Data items

<<<<

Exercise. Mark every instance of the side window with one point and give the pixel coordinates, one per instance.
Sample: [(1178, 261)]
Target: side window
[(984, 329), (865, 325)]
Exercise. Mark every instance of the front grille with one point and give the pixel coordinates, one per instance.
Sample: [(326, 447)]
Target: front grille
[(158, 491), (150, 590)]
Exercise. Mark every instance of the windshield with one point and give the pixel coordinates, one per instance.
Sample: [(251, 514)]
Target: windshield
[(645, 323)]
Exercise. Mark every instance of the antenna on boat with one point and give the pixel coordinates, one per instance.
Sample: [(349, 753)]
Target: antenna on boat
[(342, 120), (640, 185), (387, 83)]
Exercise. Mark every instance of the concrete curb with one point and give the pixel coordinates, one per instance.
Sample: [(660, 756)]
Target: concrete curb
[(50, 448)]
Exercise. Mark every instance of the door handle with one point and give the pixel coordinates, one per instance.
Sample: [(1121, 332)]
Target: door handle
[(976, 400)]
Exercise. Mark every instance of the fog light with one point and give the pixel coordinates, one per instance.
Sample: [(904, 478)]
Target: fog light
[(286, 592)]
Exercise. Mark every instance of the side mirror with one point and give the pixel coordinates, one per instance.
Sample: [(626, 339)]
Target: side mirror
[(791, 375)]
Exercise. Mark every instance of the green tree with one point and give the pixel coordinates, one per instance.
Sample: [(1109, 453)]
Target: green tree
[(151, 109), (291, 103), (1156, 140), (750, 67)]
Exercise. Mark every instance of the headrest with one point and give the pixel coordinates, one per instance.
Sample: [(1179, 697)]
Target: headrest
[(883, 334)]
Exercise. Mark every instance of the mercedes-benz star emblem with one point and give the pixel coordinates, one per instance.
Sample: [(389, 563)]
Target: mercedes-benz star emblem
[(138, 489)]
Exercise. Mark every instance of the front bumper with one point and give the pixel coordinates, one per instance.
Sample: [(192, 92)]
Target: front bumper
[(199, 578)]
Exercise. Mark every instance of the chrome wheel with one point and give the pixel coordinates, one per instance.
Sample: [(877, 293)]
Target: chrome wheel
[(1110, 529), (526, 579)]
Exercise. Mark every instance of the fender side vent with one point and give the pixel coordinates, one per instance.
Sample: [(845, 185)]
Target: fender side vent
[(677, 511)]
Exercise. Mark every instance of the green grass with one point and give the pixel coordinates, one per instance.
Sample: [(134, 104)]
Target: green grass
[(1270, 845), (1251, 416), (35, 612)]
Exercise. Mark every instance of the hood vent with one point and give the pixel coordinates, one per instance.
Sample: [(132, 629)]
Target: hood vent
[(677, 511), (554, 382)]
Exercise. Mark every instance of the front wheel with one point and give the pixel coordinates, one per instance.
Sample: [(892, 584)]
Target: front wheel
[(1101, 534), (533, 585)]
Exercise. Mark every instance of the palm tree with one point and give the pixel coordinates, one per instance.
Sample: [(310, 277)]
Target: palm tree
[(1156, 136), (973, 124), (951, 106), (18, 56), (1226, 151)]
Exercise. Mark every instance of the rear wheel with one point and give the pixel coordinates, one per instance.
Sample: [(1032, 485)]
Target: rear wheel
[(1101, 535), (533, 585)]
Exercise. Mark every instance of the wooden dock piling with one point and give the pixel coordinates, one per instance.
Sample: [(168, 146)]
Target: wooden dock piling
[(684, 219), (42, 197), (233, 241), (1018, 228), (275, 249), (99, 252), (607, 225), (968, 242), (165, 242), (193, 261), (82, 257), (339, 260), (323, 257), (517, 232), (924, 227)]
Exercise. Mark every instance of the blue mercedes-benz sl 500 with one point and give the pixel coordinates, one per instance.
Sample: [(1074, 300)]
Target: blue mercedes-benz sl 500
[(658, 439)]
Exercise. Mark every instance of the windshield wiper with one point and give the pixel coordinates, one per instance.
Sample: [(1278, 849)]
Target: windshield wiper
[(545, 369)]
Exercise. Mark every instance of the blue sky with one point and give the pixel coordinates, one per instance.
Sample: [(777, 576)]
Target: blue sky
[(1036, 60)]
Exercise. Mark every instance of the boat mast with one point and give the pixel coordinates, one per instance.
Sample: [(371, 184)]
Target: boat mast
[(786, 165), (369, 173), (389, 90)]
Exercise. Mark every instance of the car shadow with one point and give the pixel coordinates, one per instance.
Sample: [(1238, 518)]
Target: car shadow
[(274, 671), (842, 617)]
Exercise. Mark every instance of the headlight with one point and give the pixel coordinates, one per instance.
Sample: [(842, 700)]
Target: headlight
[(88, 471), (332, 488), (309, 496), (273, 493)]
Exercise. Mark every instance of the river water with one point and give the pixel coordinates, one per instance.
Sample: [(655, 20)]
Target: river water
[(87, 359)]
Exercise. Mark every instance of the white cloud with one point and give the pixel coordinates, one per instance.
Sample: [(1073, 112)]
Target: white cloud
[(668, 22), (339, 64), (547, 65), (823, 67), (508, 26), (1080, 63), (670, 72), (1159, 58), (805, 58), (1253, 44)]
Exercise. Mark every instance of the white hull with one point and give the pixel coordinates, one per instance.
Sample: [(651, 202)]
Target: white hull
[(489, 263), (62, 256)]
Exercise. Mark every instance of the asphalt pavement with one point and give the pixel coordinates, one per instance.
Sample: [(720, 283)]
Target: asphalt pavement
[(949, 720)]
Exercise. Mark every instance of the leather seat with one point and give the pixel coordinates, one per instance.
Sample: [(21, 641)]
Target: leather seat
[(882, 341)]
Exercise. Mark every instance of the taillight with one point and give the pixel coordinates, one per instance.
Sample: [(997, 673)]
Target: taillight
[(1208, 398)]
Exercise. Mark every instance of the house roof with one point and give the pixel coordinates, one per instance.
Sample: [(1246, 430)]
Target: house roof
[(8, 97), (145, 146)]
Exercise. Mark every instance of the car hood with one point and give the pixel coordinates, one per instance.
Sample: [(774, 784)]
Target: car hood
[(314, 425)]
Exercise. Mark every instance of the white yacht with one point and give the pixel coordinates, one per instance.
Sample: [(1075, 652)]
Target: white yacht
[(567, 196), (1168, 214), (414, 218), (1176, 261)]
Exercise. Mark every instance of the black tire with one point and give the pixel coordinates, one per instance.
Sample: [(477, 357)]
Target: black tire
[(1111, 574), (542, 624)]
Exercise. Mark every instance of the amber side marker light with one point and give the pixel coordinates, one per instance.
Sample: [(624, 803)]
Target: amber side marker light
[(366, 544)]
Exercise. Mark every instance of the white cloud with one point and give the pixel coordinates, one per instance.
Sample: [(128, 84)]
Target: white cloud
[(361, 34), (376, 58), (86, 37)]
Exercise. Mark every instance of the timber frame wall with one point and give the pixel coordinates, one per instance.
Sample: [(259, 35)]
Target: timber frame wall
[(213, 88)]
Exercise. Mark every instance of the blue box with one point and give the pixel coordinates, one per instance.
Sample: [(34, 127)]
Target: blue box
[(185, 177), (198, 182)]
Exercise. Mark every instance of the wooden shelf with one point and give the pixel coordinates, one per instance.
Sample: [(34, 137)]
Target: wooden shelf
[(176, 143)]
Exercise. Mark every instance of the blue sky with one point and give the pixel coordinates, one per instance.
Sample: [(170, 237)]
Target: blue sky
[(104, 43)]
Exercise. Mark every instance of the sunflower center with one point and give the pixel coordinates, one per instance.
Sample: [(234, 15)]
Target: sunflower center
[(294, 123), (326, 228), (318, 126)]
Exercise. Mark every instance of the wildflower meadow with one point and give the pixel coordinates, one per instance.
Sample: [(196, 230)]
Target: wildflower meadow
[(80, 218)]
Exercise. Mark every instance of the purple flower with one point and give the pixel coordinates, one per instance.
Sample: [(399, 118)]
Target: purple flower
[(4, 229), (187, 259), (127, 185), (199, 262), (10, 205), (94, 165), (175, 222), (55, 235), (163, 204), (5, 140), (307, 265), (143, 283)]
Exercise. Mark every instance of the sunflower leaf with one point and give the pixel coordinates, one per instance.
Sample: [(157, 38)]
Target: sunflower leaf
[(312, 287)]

>>>>

Exercise objective:
Write out again the records from the start through the line with "[(645, 323)]", requests included. Multiply every pixel coordinate in the answers by 1.7 and round each result to a whole number, with halves going up. Keep the requests and their sample coordinates unchanged.

Expected answer:
Exercise. Mark every instance of the side window with one point and give the pixel coordinates, one per instance.
Sample: [(1178, 261)]
Target: side window
[(1673, 559), (1471, 553)]
Exercise. Mark every instance of the front grille with one point and give the pixel coordinates, one per instance.
Sample: [(326, 447)]
Target: front grille
[(269, 835), (255, 1003)]
Exercise. Mark every instance of the windshield with one point and give the pixel coordinates, one per instance.
Sample: [(251, 514)]
Target: windshield
[(1097, 549)]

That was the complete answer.